### RECORDS TO USE
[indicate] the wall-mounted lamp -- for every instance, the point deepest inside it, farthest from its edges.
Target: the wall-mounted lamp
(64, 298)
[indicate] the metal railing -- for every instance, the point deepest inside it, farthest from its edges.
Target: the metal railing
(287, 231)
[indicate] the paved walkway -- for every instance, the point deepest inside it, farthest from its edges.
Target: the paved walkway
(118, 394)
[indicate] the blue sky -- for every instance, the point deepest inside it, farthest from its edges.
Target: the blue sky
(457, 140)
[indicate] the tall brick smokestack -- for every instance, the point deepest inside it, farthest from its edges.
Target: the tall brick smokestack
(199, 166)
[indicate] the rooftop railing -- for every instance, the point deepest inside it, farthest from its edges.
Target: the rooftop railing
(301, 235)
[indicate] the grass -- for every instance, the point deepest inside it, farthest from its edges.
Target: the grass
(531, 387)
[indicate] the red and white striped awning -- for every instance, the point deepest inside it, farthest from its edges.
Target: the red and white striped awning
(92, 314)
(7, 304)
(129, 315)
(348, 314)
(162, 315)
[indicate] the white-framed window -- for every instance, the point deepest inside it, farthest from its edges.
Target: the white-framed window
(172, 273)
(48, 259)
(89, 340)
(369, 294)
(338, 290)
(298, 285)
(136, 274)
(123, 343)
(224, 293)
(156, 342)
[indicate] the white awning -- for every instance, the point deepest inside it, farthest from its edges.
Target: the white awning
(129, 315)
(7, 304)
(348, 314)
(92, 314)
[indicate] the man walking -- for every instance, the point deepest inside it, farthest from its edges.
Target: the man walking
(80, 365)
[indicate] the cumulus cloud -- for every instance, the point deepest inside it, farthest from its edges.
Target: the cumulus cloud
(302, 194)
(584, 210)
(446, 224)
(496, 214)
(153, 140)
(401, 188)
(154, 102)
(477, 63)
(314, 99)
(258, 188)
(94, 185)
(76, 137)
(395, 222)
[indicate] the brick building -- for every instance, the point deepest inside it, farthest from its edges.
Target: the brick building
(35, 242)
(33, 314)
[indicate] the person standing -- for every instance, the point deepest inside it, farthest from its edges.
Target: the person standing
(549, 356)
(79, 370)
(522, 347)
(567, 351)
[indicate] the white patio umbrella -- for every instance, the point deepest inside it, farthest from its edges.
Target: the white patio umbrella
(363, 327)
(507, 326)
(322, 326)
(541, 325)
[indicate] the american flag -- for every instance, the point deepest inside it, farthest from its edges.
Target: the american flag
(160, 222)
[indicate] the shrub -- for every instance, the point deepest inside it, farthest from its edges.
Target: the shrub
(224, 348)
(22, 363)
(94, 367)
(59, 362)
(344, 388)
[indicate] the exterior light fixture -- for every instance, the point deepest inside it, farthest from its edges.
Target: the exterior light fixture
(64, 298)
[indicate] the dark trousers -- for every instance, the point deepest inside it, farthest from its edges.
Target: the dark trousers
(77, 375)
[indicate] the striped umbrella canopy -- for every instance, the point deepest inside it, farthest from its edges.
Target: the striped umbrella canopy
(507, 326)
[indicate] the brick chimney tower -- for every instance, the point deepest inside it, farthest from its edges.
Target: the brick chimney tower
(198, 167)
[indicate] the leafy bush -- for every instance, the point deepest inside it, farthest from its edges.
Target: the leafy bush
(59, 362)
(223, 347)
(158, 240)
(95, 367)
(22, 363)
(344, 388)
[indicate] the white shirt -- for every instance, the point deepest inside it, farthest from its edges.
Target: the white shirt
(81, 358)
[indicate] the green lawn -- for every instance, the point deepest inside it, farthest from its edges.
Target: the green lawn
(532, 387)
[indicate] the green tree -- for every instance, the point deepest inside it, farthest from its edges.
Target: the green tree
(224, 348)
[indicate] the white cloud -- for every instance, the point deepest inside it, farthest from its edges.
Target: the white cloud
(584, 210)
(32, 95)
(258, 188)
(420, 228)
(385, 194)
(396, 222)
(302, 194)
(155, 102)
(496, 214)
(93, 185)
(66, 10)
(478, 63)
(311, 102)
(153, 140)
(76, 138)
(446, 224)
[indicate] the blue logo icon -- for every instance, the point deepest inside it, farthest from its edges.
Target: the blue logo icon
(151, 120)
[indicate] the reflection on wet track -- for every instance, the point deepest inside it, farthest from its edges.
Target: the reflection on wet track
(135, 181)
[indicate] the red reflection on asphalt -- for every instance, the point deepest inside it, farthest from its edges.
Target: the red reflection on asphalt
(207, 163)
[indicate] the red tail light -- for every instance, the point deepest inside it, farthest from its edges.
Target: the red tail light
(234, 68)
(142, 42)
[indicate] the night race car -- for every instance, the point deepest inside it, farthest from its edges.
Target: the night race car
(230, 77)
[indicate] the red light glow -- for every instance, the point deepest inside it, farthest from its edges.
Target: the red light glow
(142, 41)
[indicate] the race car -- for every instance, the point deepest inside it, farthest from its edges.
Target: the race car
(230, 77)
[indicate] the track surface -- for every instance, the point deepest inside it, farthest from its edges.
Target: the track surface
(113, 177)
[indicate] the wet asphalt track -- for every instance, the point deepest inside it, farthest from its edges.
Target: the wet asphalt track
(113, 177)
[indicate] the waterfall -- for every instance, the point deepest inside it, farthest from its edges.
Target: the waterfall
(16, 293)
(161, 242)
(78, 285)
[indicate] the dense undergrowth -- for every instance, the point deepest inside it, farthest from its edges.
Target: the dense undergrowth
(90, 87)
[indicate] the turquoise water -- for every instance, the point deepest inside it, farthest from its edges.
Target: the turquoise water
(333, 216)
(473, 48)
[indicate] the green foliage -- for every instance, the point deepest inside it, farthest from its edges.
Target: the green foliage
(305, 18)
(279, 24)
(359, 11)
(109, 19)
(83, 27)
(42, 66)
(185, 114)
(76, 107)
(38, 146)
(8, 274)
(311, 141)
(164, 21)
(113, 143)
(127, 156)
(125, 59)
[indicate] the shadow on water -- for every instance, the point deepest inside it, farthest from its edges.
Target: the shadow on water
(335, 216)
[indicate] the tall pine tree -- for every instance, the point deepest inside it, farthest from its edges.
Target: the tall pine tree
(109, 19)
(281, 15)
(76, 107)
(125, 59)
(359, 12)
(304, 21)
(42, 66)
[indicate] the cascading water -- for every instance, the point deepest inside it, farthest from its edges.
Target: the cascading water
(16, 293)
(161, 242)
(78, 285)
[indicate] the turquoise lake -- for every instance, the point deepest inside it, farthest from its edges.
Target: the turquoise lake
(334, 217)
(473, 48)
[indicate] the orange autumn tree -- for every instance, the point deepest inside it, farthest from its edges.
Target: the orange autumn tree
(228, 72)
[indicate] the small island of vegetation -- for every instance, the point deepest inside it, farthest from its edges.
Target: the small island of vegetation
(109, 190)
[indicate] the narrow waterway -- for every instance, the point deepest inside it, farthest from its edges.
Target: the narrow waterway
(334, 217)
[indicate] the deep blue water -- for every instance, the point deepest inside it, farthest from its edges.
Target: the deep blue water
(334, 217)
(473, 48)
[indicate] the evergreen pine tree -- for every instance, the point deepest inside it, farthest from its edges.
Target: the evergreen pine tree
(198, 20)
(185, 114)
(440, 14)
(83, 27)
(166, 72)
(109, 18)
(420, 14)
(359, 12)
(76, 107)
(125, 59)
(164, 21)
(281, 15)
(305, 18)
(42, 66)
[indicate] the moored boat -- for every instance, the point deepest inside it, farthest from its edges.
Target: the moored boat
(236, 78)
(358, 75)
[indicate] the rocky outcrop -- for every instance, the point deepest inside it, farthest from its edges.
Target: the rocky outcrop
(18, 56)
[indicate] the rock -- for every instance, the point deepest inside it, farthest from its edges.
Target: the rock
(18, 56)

### EXERCISE
Search the listing above for the lines with "Target: the night race car" and "[indicate] the wet", then output those lines and all lines between them exactly.

### RESPONSE BOX
Target: the night race car
(230, 77)
[indicate] the red light glow -- for every instance, the point deepest inside it, farthest from its edges.
Target: the red light glow
(142, 41)
[indicate] the race car -- for every instance, the point deepest inside it, farthest from its edges.
Target: the race car
(230, 77)
[indicate] the track surface -- for every instance, the point deepest inside it, farthest from its edges.
Target: the track surface
(113, 177)
[indicate] the wet asphalt track -- for every instance, the point deepest inside it, farthest from its edges.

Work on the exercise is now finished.